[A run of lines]
+===+
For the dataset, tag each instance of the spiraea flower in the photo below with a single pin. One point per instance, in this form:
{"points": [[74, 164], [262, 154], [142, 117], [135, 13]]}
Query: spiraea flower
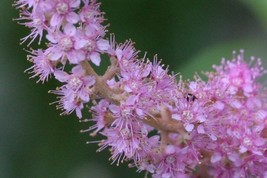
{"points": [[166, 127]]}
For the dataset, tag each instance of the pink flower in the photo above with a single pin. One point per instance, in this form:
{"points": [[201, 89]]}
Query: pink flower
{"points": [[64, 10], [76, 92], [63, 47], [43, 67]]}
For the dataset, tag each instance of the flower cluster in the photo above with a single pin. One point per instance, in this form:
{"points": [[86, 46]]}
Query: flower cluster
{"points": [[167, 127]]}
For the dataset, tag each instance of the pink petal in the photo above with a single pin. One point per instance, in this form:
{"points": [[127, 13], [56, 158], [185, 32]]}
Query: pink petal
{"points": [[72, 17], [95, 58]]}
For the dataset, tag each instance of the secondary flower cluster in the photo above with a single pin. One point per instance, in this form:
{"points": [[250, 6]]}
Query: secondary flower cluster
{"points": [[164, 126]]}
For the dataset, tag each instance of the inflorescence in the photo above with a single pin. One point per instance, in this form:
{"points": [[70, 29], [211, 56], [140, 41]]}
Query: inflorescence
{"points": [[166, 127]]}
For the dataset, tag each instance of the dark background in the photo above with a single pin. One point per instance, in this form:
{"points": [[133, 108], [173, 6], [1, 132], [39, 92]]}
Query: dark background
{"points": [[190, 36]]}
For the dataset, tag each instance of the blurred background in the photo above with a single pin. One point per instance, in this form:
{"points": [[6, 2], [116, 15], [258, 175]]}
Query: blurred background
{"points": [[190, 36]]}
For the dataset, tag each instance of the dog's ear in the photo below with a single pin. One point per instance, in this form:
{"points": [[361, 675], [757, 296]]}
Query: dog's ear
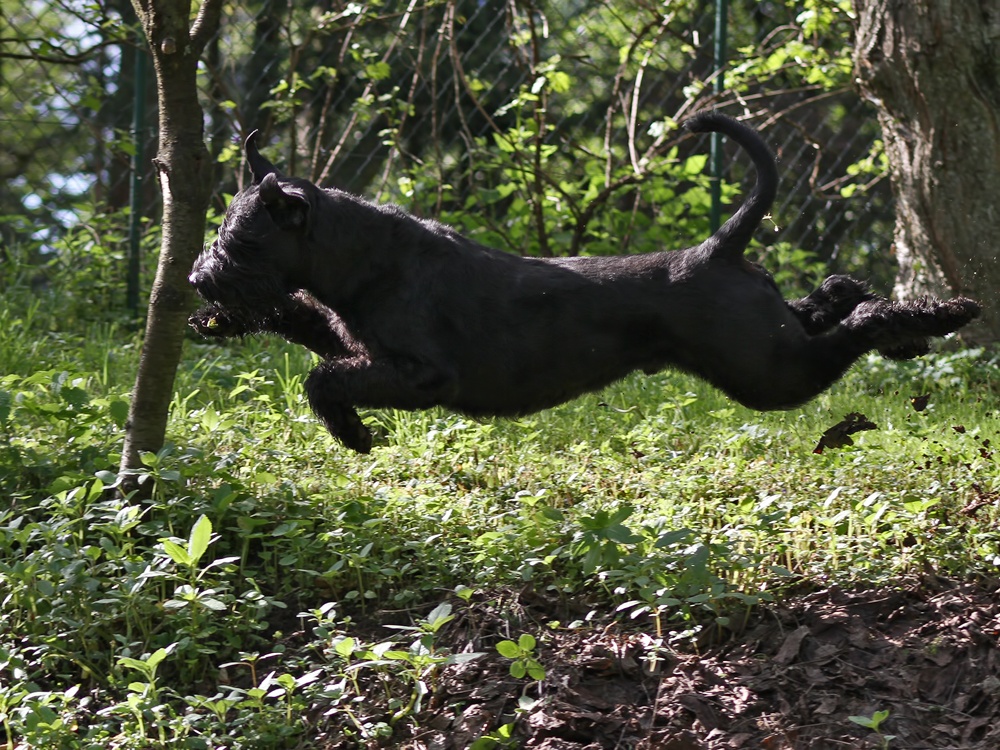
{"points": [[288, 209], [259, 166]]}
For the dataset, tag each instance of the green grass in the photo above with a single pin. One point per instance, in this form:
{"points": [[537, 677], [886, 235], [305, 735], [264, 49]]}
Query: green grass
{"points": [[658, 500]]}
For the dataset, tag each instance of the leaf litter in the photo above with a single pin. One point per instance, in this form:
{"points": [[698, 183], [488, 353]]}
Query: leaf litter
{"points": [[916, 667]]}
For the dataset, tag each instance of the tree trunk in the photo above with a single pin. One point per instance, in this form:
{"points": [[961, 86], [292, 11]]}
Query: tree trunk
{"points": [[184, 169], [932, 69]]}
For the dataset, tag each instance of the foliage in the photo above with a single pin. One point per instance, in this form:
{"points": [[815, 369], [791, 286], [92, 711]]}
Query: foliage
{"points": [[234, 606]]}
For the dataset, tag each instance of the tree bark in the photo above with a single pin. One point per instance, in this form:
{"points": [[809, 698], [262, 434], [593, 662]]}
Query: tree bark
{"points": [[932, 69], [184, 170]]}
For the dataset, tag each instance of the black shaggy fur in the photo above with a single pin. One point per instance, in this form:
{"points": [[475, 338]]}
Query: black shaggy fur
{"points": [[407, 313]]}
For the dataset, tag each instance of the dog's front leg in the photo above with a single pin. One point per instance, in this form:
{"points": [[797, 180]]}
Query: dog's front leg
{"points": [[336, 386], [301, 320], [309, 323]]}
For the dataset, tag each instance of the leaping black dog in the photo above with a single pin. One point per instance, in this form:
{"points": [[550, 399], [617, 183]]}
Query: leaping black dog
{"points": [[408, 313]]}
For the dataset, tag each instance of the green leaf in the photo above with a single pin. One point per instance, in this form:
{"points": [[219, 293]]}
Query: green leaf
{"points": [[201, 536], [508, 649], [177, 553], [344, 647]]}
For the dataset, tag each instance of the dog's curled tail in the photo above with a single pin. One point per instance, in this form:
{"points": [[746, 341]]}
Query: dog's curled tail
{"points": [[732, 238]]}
+===+
→ PROBLEM TO SOLVE:
Write out again the lines from the one holding "For the dataset, tag each instance of the green leaf" through the last line above, inclusive, shifting every coordinate in the answers up by 145.

→ TASK RESPONSE:
For the dataset, tag each instance of the green leaf in the photo above with a single pin. One point per instance, in this form:
{"points": [[219, 293]]}
Query: green leaf
{"points": [[346, 681], [653, 794], [322, 698], [489, 792]]}
For the dataset, tag each instance of the dog's curled tail in the photo above with a single pin. One point per instance, in this form:
{"points": [[746, 341]]}
Query: dog's curled tail
{"points": [[877, 383]]}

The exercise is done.